Teks yang Diberikan:
************

Dari sana, kita akan mendapati cerita-cerita sejarah Blambangan, dari Menak Sembar (1479-1489) sampai dengan Menak Kembar, Prabu Tawangalun II dan Prabu Agung Wilabrata (1655), atau selama ibukota belum bertempat di Macanputih, dapat dikatakan sebagai sejarah paling gelap dalam dunia kesejarahan di Jawa. Masa kekuasaan sembilan raja selama hampir dua abad yang nyaris tanpa catatan.

  • Sejarah Sumber

Pada tanggal 23 Maret 1767, Bendera Belanda berkibar di Teluk Pangpang, pelabuhan Internasional milik Kerajaan Blambangan di Selat Blambangan (kini Selat Bali). Setelah itu Perang Semesta Blambangan terjadi selama tahun 1767-1774, dan terus berlanjut hingga tahun 1815 dengan intensitas yang lebih kecil.

Tahun 1773, VOC yang telah menyita seluruh catatan khasanah ilmu dan informasi peninggalan Kerajaan Blambangan dalam ekspansi tahun 1767-1768, kemudian membakar-nya di Banger. Untuk memutus rantai sejarah generasi yang akan datang, VOC memerintahkan pada Bupati Banger, Tumenggung Djoyonegoro (1767-1804) agar menugaskan Purwasastra untuk menulis babad tentang Blambangan.

************

Data yang Diberikan:
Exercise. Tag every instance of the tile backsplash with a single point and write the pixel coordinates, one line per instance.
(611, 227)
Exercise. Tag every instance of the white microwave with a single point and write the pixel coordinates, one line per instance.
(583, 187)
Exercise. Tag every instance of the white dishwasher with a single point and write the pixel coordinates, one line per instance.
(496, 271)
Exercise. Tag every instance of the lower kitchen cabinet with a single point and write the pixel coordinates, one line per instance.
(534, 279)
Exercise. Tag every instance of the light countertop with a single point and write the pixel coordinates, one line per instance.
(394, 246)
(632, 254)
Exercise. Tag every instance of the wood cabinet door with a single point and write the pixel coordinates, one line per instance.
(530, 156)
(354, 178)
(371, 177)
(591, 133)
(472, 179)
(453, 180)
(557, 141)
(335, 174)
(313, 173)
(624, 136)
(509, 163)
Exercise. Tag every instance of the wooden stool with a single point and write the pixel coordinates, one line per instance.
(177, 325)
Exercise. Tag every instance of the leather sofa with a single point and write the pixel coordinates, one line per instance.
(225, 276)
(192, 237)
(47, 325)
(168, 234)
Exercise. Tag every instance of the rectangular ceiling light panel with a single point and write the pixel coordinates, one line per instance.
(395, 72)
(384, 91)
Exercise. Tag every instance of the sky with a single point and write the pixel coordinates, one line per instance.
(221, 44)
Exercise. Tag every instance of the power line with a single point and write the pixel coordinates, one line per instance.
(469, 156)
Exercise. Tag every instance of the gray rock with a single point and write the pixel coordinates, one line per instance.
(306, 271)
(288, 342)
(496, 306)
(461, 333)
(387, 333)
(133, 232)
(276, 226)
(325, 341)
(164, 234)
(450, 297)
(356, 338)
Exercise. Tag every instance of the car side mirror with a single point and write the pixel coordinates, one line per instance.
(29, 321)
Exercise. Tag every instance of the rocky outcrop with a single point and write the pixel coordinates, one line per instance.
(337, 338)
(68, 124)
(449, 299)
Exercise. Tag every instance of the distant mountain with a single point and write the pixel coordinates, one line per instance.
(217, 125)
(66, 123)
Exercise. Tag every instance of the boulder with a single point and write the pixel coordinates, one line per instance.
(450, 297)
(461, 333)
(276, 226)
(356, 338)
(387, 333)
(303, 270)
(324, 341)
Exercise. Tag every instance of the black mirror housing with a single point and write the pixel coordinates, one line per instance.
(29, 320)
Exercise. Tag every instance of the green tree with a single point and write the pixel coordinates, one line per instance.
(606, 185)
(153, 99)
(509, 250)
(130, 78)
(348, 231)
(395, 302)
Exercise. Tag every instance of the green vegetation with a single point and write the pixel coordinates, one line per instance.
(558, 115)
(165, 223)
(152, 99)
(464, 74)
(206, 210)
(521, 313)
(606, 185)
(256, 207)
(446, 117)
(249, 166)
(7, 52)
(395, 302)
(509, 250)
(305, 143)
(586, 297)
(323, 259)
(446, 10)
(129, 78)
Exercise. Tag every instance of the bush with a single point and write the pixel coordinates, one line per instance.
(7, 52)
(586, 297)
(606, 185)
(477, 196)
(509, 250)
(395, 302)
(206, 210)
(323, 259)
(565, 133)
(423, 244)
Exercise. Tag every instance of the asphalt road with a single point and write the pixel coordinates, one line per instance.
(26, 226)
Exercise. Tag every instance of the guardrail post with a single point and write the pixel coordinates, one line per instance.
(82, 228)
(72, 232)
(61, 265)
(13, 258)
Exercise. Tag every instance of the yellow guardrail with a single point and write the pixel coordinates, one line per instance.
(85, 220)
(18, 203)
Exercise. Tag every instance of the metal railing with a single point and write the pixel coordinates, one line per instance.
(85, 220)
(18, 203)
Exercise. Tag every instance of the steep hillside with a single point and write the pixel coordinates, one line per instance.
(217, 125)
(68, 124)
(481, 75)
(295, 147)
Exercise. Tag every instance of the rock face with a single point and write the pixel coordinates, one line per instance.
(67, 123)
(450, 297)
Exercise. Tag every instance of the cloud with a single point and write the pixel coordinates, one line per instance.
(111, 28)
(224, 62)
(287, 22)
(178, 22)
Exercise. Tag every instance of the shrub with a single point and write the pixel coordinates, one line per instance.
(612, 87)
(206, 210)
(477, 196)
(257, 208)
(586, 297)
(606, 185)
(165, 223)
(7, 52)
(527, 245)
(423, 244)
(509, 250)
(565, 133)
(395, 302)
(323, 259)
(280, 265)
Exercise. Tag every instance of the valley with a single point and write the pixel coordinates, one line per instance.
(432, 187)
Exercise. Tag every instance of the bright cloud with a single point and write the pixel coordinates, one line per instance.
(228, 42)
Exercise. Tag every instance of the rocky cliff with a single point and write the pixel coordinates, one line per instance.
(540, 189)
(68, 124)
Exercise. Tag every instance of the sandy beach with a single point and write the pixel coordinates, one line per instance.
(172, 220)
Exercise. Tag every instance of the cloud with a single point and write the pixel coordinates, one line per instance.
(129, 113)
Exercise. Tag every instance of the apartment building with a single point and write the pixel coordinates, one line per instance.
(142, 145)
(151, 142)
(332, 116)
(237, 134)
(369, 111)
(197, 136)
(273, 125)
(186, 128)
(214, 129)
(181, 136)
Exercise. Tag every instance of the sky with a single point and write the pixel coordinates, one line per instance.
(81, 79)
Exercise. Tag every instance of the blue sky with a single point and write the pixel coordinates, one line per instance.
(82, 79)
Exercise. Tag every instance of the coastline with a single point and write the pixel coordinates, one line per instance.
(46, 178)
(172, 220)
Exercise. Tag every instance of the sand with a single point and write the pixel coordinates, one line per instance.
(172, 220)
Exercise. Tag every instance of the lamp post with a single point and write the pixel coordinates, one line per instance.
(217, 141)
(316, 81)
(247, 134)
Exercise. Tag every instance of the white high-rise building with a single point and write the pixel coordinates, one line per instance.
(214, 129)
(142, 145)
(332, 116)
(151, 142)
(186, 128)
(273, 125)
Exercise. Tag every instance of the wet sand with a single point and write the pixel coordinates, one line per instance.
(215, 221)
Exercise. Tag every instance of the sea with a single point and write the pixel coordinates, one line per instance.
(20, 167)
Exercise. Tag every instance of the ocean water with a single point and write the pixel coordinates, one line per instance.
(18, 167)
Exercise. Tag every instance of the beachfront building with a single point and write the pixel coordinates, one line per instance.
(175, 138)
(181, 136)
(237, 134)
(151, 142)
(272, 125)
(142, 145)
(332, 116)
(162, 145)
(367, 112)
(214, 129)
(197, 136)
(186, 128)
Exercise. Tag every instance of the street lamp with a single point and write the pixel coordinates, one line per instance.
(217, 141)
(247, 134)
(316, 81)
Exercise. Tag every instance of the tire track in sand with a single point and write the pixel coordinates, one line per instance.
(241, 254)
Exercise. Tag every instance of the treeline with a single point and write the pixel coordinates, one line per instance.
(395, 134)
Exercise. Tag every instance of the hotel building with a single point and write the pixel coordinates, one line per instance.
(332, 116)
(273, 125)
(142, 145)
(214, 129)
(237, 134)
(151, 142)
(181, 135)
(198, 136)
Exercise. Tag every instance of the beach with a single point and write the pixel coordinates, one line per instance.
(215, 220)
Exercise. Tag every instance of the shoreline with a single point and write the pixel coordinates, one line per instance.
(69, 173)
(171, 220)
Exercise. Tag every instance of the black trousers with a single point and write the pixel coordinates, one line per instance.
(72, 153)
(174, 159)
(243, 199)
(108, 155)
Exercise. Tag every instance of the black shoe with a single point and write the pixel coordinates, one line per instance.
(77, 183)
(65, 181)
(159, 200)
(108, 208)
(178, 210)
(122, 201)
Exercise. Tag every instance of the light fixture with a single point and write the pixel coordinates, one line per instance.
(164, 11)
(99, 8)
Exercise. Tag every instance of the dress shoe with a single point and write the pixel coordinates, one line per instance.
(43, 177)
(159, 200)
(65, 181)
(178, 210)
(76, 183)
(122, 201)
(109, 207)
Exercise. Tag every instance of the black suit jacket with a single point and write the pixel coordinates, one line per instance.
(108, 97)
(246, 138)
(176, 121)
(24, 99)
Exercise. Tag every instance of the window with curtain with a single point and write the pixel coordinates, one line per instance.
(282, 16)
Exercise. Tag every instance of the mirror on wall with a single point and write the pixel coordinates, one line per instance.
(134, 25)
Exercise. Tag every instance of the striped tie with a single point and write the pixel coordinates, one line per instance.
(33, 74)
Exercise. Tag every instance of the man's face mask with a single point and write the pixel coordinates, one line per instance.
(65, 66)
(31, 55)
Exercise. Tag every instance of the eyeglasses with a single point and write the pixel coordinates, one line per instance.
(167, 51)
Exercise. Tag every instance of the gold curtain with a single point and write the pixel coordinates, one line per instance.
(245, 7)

************

Latihan:
1. Tulis ulang secara lebih ringkas paragraf dalam teks sejarah Blambangan yang diawali dengan "Tahun 1773, VOC". Pertahankan fakta-fakta utamanya.
2. Tuliskan kembali tanpa perubahan bagian teks sejarah Blambangan mulai dari "Tahun 1773, VOC" sampai "babad tentang Blambangan.".
3. Lanjutkan teks sejarah Blambangan setelah kalimat terakhirnya.

Jawaban Tiap Tugas:
1. Pada 1773, VOC membakar di Banger semua catatan ilmu dan informasi peninggalan Kerajaan Blambangan yang telah disitanya dalam ekspansi 1767-1768. Untuk memutus rantai sejarah bagi generasi mendatang, VOC memerintahkan Bupati Banger, Tumenggung Djoyonegoro (1767-1804), agar menugaskan Purwasastra menulis babad tentang Blambangan.

2.
Tahun 1773, VOC yang telah menyita seluruh catatan khasanah ilmu dan informasi peninggalan Kerajaan Blambangan dalam ekspansi tahun 1767-1768, kemudian membakar-nya di Banger. Untuk memutus rantai sejarah generasi yang akan datang, VOC memerintahkan pada Bupati Banger, Tumenggung Djoyonegoro (1767-1804) agar menugaskan Purwasastra untuk menulis babad tentang Blambangan.

3.
Lima tahun kemudian, tepatnya pada tahun 1778, salah satu cicit Susuhunan Prabu Tawangalun II yang bernama Mas Serandhil (1713-1782) untuk pertama-kali menyampaikan kidung Suluk Balumbung kepada putera-puteranya di Gunung Dupa. Isinya adalah cerita sejarah Kerajaan Blambangan yang dia peroleh dari ayahnya, Mas Aji Suranatha (1691-1771), putera Pangeran Arya Gajah Binarong, putera Susuhunan Prabu Tawangalun II.

Setelah perlawanan Arya Galedak tahun 1815 di Puger, Belanda melihat semangat perlawanan para keturunan Blambangan akhirnya merasa perlu merubah total Sejarah Blambangan dengan tujuan untuk mematahkan semangat pejuang lokal. Banyak cerita legenda dan dongeng dibuat untuk mendeskreditkan Blambangan dalam bentuk Babad dan Serat.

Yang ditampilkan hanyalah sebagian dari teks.